• **How to complete this task**:
Make an exact copy of the listing below.
Dataset excerpts START
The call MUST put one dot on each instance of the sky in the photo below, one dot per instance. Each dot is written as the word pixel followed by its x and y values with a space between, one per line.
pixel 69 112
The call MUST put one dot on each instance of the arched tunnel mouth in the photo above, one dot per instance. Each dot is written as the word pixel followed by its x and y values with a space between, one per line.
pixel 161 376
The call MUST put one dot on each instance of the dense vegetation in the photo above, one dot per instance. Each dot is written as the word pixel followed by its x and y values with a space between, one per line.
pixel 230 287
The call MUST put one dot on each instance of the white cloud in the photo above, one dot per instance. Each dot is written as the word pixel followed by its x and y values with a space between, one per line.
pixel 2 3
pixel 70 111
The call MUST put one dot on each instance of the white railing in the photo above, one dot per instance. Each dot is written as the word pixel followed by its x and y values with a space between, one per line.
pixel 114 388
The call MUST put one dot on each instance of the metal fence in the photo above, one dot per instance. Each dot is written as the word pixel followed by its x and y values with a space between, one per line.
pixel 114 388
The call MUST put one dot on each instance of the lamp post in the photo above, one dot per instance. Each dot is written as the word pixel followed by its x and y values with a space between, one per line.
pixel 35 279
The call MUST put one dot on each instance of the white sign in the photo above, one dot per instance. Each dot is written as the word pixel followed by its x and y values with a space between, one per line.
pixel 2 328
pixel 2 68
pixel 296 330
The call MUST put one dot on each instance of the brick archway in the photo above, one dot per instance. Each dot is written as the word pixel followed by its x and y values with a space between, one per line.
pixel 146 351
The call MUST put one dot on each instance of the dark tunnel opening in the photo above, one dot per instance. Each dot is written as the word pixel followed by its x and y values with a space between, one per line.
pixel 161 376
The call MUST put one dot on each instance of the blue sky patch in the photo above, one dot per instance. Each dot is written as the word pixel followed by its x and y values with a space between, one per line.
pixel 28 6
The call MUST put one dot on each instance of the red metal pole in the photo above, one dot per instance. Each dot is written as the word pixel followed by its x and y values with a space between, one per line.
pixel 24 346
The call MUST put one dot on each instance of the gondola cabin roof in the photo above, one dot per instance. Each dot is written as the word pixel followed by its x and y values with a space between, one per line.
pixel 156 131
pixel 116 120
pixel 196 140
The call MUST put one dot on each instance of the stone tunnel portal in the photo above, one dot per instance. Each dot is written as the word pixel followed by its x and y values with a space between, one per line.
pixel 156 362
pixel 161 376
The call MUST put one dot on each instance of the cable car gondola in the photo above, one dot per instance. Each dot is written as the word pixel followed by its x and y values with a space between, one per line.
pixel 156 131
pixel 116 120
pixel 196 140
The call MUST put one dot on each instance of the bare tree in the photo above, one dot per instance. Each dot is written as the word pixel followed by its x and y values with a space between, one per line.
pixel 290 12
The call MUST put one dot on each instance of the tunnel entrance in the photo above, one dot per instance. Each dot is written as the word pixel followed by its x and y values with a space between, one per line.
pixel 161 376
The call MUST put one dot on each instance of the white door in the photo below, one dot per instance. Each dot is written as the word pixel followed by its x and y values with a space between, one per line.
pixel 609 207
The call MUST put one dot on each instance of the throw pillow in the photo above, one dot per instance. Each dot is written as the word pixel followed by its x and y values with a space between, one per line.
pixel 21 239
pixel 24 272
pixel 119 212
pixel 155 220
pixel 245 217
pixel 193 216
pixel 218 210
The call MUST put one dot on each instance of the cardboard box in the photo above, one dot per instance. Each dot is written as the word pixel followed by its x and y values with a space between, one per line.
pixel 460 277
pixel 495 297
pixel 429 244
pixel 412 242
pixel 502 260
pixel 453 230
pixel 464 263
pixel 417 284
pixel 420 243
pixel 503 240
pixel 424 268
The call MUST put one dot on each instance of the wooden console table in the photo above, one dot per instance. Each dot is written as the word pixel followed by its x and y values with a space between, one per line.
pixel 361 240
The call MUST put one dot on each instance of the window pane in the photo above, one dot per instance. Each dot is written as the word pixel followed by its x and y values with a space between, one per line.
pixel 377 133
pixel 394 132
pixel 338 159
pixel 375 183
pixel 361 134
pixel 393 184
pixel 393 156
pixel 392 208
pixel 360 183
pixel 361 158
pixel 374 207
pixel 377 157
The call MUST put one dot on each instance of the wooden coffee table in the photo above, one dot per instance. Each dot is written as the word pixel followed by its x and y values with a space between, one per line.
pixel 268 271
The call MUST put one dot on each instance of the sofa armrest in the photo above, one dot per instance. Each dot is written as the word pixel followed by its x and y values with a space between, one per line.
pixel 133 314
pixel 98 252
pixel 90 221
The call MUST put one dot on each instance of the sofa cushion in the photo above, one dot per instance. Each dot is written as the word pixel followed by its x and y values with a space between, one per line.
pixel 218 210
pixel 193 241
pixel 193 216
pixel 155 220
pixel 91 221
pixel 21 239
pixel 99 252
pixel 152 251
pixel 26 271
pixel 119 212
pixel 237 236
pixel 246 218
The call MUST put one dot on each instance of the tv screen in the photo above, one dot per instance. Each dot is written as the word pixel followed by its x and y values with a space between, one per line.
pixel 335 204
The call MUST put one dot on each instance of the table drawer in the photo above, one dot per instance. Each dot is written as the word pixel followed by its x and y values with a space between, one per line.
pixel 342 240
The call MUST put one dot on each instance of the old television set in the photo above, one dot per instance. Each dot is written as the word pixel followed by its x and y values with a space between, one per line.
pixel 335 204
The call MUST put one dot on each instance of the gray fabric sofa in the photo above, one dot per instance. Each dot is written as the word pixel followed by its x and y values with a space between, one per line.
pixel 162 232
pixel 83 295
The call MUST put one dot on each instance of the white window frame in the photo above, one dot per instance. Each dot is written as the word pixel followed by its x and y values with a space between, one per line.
Dataset excerpts END
• **Your solution**:
The call MUST put one dot on each instance of the sky in the photo below, one dot per instance. Each dot is written as the word pixel followed by its x and y values with a space between, one per line.
pixel 69 112
The call MUST put one dot on each instance of the arched tunnel mouth in the photo above, one dot per instance. Each dot is written as the word pixel followed by its x and y values with a space between, one per line.
pixel 161 376
The call MUST put one dot on each instance of the dense vegetation in the photo above, one dot per instance. Each dot is written as the word pixel followed by its x and y values with a space between, one per line.
pixel 230 287
The call MUST put one dot on each instance of the white cloud in the photo above, one dot per instance. Each dot is written as the word pixel followed by its x and y values with a space between, one per line.
pixel 2 3
pixel 70 111
The call MUST put one dot on each instance of the white railing in the photo above, one dot per instance. Each dot is written as the word pixel followed by its x and y values with a space between, one per line.
pixel 114 388
The call MUST put one dot on each instance of the metal fence in the photo above, one dot per instance. Each dot is written as the word pixel followed by its x and y values with a space between, one per line.
pixel 114 388
The call MUST put one dot on each instance of the lamp post in the photo above, one dot per instance. Each dot is written as the word pixel followed by its x and y values with a space between, one per line.
pixel 35 279
The call MUST put one dot on each instance of the white sign in the photo above, one dot per instance. Each dot is written as the word pixel followed by its x and y values with a space between, one per line.
pixel 2 328
pixel 2 68
pixel 296 330
The call MUST put one dot on each instance of the brick archway in the photo above, one dot per instance. Each dot is written as the word pixel followed by its x and y values with a space between, one per line.
pixel 146 351
The call MUST put one dot on each instance of the dark tunnel opening in the photo above, one dot per instance. Each dot is written as the word pixel followed by its x and y values with a space between, one per line.
pixel 161 376
The call MUST put one dot on each instance of the blue sky patch in the photo above, one dot per instance. Each dot is written as the word pixel followed by its x and y values with a space between, one per line.
pixel 28 6
The call MUST put one dot on each instance of the red metal pole in the photo above, one dot per instance. Each dot is written as the word pixel followed by its x and y values with a space between, one per line.
pixel 24 346
The call MUST put one dot on each instance of the gondola cabin roof in the photo above, one dot per instance. Each dot is written as the word pixel followed by its x and y values with a space between, one per line.
pixel 156 131
pixel 116 120
pixel 196 140
The call MUST put one dot on each instance of the stone tunnel portal in the photo above, one dot per instance. Each dot is written as the word pixel followed by its x and y values with a space between, one per line.
pixel 156 362
pixel 161 376
The call MUST put one dot on each instance of the cable car gondola in the photo above, one dot per instance. Each dot is written as the word pixel followed by its x and y values with a space between, one per line.
pixel 156 131
pixel 116 120
pixel 196 140
The call MUST put one dot on each instance of the bare tree in the photo above, one dot per instance. Each dot is written as the word pixel followed by its x and y values with a space between, one per line.
pixel 290 12
The call MUST put one dot on each instance of the tunnel entrance in the photo above, one dot per instance. Each dot is written as the word pixel followed by its x and y values with a space between, one per line.
pixel 161 376
The call MUST put one dot on each instance of the white door in the photo below, one dot per instance. Each dot is written as the word pixel followed by its x and y values with a space between, one per line.
pixel 609 207
The call MUST put one dot on each instance of the throw pillow in the photo above, one dot per instance. Each dot is written as the word pixel followed by its x and y values with a space between, one per line.
pixel 21 239
pixel 24 272
pixel 119 212
pixel 155 220
pixel 245 217
pixel 193 216
pixel 218 210
The call MUST put one dot on each instance of the cardboard box in the photo above, one dot per instance. Each dot is written as the word pixel followed by its x and y values with a space between, one per line.
pixel 460 277
pixel 495 297
pixel 429 244
pixel 412 242
pixel 502 260
pixel 453 230
pixel 464 263
pixel 417 284
pixel 420 243
pixel 503 240
pixel 424 268
The call MUST put one dot on each instance of the wooden console table in the photo above, one dot per instance. Each dot is written as the word pixel followed by its x and y values with a space between, one per line.
pixel 361 240
The call MUST put one dot on each instance of the window pane in the photo above, one dot per instance. Each dot is written as the word pixel followed by its x and y values with a space between, one per line.
pixel 377 133
pixel 394 132
pixel 338 159
pixel 375 183
pixel 361 134
pixel 393 184
pixel 393 156
pixel 392 208
pixel 360 183
pixel 361 158
pixel 374 207
pixel 377 157
The call MUST put one dot on each instance of the wooden coffee table in the photo above, one dot per instance. Each dot is written as the word pixel followed by its x and y values with a space between, one per line.
pixel 268 271
The call MUST put one dot on each instance of the sofa armrest in the photo above, one dot per instance. Each dot is written as the word pixel followed by its x and y values with a space between, one per line.
pixel 133 314
pixel 98 252
pixel 90 221
The call MUST put one dot on each instance of the sofa cushion in the photo above, one dot per instance. Each dot is written as the word pixel followed by its x and y values with a space between, one per line.
pixel 218 210
pixel 193 241
pixel 193 216
pixel 155 220
pixel 91 221
pixel 21 239
pixel 99 252
pixel 152 251
pixel 26 271
pixel 119 212
pixel 237 236
pixel 246 218
The call MUST put one dot on each instance of the tv screen in the photo above, one dot per instance. Each dot is written as the word pixel followed by its x and y values with a space between, one per line.
pixel 335 204
The call MUST put one dot on each instance of the table drawer in the photo above, one dot per instance. Each dot is written as the word pixel followed by its x and y values with a space between, one per line.
pixel 342 240
The call MUST put one dot on each instance of the old television set in the photo above, one dot per instance. Each dot is written as the word pixel followed by its x and y values with a space between, one per line.
pixel 335 204
The call MUST put one dot on each instance of the gray fabric sofa in the photo above, one dot per instance. Each dot is written as the word pixel followed by its x and y values with a space between, one per line.
pixel 162 232
pixel 83 295
The call MUST put one dot on each instance of the white window frame in the photo above, one dot per instance. Each dot is written as the word pixel followed by its x and y values with a space between, one per line.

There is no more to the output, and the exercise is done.